Can you render every line of the records below as a JSON list of strings, one string per line, with blank lines dropped and the pictures left out?

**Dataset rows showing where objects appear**
--- begin ---

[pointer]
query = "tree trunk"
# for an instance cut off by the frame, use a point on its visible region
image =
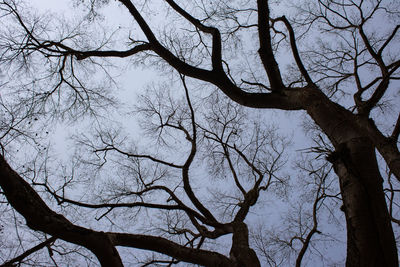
(370, 238)
(241, 253)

--- end ---

**Response for this exercise**
[
  "[pointer]",
  "query = \"tree trunk\"",
  "# for an instance cut off by the frame, use a point on its visible region",
  "image =",
  "(370, 238)",
  "(241, 253)"
]